_Reading passage:_

## Begin

A proactive approach is essential to protecting an organization. Manglicmot suggested having a strong incident response plan and 24/7 managed detection and response system. “Understand your systems inside and outside, know what tools you have, and how do those tools work together," he said. 

Kuzma said businesses can also ensure that they have clear indicators added to emails to warn they are external. “For best protection, you can use software like DNSTwist or subscribe to a cyber threat intelligence service such as Flare to collect a list of lookalikes for key domains, then either purchase them yourself or preemptively block them.”

Most importantly, with tactics like credential stealing from lookalike domains, Manglicmot said that your best line of defense starts with educated employees.

“Ensure that you have tools that empower your teams to make cybersecurity-conscious decisions,” said Manglicmot. "Implement multi-factor authentication (MFA), launch training programs with phishing tests that can demonstrate the complexities that fake domains and other tactics can take on.”

“By arming ourselves with a company full of individuals that recognize the nuances that can come from threat actors, you stand a much better chance of mitigating the risk cybercriminals and their attacks pose,” he said.

## End

_Extracted information:_
## Begin

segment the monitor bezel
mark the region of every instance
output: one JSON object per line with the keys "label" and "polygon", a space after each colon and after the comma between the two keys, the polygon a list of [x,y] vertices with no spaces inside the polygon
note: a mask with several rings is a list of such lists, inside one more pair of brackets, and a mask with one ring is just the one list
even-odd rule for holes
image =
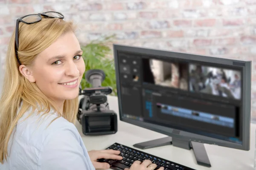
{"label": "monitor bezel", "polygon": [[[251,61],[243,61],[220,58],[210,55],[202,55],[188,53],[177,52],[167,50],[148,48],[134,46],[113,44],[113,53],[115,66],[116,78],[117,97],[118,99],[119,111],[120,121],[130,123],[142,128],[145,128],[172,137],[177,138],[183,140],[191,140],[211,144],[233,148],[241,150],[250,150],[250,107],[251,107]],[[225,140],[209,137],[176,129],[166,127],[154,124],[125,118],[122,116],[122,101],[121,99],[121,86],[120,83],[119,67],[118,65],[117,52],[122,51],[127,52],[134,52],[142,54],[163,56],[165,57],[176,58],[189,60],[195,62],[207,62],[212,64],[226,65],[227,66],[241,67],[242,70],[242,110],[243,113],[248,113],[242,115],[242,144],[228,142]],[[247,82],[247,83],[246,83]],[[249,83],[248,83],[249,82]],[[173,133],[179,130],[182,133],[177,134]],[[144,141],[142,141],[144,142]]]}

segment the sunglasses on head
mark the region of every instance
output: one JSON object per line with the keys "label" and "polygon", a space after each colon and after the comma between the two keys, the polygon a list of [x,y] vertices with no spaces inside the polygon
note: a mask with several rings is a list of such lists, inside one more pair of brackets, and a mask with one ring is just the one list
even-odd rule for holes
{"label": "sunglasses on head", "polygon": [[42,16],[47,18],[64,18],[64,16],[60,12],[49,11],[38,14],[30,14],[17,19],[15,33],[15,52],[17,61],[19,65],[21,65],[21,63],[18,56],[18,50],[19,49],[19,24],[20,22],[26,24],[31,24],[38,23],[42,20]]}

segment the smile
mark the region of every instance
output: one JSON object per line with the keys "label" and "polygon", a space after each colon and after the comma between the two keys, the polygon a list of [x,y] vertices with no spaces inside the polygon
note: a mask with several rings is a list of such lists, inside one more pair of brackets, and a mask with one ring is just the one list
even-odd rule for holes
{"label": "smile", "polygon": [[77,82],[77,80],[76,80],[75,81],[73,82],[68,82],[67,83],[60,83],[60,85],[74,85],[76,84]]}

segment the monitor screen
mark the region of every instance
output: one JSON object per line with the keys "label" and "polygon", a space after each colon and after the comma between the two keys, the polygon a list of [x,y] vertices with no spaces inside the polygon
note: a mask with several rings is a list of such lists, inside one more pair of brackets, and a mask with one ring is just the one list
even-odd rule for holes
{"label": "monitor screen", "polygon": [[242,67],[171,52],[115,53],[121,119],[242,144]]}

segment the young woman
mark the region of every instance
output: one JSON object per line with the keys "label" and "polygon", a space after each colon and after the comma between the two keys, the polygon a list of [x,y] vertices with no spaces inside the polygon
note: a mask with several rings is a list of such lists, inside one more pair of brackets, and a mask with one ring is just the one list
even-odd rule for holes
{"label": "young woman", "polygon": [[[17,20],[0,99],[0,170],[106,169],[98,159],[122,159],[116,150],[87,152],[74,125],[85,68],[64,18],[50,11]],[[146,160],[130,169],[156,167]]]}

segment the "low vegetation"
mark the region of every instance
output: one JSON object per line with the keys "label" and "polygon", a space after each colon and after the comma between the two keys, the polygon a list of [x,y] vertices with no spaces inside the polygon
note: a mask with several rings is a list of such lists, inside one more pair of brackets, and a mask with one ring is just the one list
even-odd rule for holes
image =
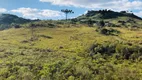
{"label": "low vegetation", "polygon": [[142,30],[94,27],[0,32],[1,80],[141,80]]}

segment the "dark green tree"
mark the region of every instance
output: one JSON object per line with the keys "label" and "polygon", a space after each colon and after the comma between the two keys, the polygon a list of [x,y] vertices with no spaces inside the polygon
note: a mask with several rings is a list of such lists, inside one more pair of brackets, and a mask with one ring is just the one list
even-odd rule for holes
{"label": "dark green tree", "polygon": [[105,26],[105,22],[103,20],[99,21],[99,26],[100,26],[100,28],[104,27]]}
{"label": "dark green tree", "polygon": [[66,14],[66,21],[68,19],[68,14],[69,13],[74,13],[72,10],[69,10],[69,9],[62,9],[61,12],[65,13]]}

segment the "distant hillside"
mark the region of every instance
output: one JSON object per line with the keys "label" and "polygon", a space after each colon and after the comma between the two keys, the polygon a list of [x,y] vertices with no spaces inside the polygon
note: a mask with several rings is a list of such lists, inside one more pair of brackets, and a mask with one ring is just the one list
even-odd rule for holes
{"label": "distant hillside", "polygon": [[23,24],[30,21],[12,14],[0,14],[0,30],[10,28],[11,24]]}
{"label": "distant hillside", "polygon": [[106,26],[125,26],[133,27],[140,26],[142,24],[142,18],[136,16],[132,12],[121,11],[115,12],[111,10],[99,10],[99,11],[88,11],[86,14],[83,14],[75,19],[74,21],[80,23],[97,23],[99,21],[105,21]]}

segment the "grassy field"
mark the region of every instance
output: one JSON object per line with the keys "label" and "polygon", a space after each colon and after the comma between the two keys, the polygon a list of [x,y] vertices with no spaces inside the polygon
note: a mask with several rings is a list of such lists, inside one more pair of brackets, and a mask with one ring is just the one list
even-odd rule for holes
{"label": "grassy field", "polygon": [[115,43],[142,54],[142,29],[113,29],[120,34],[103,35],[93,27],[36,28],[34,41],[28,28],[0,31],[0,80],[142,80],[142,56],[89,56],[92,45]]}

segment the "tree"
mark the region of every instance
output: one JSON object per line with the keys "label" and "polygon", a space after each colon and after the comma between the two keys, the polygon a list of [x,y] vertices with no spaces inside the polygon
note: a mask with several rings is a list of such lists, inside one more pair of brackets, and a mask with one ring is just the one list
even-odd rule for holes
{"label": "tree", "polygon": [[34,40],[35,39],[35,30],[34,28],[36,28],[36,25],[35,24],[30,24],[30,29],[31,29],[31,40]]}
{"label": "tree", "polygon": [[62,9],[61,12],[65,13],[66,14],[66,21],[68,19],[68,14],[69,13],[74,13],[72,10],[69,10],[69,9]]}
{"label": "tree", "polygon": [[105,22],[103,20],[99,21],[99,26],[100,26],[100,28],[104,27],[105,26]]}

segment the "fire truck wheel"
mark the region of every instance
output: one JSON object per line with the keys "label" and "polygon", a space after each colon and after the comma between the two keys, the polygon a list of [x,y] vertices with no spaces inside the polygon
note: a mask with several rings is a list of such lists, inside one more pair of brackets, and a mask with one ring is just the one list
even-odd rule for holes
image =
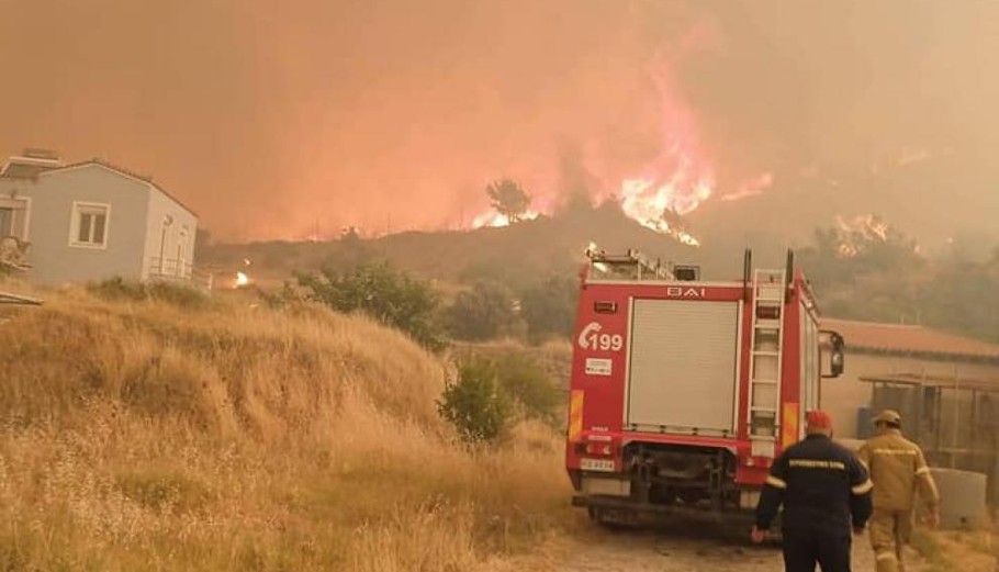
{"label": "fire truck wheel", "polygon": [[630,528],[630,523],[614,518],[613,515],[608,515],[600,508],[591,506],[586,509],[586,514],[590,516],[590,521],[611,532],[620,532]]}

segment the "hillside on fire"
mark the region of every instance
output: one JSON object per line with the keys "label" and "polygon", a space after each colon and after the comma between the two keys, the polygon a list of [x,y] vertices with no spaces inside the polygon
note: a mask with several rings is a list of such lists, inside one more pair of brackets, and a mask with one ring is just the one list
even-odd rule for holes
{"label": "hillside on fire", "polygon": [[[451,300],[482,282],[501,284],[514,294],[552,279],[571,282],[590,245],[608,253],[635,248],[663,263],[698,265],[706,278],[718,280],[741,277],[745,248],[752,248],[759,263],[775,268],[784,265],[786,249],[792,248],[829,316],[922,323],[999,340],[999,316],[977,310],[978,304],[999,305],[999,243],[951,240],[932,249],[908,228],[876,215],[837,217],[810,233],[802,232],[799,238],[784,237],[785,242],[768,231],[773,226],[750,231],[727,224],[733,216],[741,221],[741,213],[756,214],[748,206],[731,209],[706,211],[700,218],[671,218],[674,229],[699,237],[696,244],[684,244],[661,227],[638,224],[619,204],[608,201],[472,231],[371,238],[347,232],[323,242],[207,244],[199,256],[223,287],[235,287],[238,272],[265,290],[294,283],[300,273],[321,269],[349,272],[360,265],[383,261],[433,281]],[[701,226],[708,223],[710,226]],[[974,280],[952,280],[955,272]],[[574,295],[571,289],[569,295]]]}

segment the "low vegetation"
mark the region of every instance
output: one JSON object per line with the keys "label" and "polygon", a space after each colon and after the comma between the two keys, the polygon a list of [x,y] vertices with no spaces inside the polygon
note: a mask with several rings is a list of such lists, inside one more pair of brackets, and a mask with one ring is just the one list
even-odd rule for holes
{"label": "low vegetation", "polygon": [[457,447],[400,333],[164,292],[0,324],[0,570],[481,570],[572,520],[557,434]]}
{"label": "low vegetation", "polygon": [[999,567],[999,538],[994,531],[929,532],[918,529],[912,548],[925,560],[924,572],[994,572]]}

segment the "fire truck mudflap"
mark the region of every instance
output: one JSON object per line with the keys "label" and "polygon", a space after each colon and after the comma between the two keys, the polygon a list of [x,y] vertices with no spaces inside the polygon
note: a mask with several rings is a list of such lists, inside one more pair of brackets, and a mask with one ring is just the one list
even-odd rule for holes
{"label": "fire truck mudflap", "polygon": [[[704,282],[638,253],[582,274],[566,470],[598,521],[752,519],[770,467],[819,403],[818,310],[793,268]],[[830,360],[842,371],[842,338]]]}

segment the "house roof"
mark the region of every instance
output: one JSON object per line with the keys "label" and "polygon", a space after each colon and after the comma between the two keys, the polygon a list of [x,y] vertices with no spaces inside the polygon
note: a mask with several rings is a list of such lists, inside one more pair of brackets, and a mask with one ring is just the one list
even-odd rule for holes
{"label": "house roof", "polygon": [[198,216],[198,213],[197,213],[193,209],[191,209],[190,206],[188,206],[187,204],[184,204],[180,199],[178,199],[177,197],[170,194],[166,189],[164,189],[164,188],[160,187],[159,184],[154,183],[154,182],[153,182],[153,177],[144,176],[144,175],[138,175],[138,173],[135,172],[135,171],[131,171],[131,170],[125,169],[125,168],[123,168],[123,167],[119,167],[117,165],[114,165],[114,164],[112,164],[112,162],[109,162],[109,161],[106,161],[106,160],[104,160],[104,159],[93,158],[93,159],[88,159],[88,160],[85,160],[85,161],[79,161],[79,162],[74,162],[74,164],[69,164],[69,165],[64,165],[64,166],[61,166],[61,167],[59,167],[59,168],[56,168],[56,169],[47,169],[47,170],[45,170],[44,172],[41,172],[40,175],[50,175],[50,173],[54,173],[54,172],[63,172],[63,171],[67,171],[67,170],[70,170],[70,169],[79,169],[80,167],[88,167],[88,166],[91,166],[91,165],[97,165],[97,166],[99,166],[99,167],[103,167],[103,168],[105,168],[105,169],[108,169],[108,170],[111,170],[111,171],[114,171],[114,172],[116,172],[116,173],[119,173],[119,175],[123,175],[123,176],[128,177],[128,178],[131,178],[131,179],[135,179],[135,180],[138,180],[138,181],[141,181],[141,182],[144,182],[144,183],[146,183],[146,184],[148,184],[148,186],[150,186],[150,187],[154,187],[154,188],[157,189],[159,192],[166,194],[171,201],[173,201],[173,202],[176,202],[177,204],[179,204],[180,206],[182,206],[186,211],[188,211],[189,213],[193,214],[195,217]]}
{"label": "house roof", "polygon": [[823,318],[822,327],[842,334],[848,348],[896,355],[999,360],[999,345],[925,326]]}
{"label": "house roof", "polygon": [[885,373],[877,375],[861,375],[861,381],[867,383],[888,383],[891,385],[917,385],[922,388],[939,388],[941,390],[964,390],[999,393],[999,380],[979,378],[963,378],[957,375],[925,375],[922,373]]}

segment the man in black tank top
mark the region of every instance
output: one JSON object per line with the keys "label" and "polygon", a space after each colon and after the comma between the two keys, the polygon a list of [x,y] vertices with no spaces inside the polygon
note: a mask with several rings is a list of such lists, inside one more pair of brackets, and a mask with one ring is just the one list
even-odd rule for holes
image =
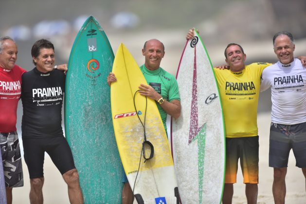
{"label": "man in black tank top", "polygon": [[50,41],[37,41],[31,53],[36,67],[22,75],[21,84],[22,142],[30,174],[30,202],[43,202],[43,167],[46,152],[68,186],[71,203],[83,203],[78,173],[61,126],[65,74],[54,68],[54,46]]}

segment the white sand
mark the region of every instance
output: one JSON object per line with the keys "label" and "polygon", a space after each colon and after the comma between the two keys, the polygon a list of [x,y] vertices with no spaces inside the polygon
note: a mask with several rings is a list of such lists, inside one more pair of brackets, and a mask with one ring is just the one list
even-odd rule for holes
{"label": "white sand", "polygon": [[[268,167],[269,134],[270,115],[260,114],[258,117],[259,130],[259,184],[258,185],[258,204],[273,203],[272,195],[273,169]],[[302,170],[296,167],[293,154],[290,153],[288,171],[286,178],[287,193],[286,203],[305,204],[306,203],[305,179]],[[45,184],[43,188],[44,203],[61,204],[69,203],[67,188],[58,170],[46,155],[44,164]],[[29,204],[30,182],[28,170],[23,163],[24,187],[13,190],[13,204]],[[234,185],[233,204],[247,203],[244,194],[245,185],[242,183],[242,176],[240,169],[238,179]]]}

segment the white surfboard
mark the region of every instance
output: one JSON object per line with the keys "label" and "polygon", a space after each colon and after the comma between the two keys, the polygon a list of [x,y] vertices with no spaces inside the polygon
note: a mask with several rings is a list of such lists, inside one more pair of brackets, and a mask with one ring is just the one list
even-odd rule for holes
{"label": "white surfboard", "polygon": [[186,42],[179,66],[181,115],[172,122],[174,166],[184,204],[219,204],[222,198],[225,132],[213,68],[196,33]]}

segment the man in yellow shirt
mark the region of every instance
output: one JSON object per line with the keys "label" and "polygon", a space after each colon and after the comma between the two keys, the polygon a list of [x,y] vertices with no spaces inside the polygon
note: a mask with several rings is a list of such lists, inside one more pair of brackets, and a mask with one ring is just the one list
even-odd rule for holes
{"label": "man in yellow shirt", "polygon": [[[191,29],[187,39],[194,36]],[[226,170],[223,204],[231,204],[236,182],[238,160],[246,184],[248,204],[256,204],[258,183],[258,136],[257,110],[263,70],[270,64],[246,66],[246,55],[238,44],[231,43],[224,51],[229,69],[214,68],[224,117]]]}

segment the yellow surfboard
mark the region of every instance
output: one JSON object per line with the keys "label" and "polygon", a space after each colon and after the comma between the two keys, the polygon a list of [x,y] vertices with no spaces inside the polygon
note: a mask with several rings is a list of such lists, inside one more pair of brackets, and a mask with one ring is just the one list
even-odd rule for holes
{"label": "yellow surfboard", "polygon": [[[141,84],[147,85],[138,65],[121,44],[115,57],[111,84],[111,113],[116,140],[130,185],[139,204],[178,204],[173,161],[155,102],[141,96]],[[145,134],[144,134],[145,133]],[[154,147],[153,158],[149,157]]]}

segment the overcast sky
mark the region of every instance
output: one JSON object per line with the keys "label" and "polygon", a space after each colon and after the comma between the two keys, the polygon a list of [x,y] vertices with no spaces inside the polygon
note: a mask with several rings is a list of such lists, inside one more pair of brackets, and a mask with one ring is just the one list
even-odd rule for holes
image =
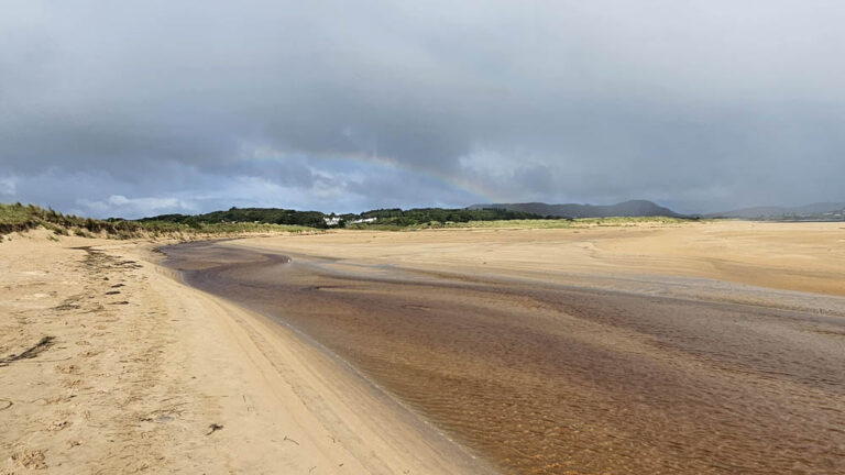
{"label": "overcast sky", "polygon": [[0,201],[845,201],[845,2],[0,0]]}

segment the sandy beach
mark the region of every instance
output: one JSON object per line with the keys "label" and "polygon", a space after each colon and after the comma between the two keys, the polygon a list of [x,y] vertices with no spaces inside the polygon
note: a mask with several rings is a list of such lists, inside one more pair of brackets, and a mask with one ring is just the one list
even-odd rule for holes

## End

_Work instructions:_
[a] Reproduce from the cybersecurity passage everything from "A proactive approach" down to "with educated employees.", word for word.
[b] Decide whether each statement agrees with the cybersecurity passage. Answer yes or no, and quote the words of the passage that decide it.
(i) Kuzma recommended marking emails with clear indicators that they are external.
(ii) Manglicmot said the best line of defense starts with buying up lookalike domains.
(iii) Manglicmot suggested a managed detection and response system that operates 24/7.
[c] Write what comes next in the cybersecurity passage, picking up after its final sentence.

_Set of answers:_
[a]
A proactive approach is essential to protecting an organization. Manglicmot suggested having a strong incident response plan and 24/7 managed detection and response system. “Understand your systems inside and outside, know what tools you have, and how do those tools work together," he said. 

Kuzma said businesses can also ensure that they have clear indicators added to emails to warn they are external. “For best protection, you can use software like DNSTwist or subscribe to a cyber threat intelligence service such as Flare to collect a list of lookalikes for key domains, then either purchase them yourself or preemptively block them.”

Most importantly, with tactics like credential stealing from lookalike domains, Manglicmot said that your best line of defense starts with educated employees.

[b]
(i) Yes: "businesses can also ensure that they have clear indicators added to emails to warn they are external."
(ii) No: "your best line of defense starts with educated employees."
(iii) Yes: "24/7 managed detection and response system."

[c]
Ohr offered mitigation tips below:

  • Implement different security measures, such as multi-factor authentication, email filters, and domain monitoring services, which can help detect, limit and prevent potential attacks.
  • Use external tools, such as password managers and bookmarking sites, to assist with identifying and automating the identification process of look-alike domains.
  • Regularly monitoring new domain registrations that resemble a domain name can assist with preparing and understanding the landscape.
  • Secure similar domains by registering domains with common changes based on known threat actor techniques to prevent threat actors from using different domain variations. For example, if your URL is johndoetrucks.com, consider also registering j0hnd0etrucks.com and other variants. 
  • Secure sites by implementing SSL/TLS certificates and further utilizing HTTPS assists with protecting sites from potentially unwanted activity such as hacking and penetration attempts.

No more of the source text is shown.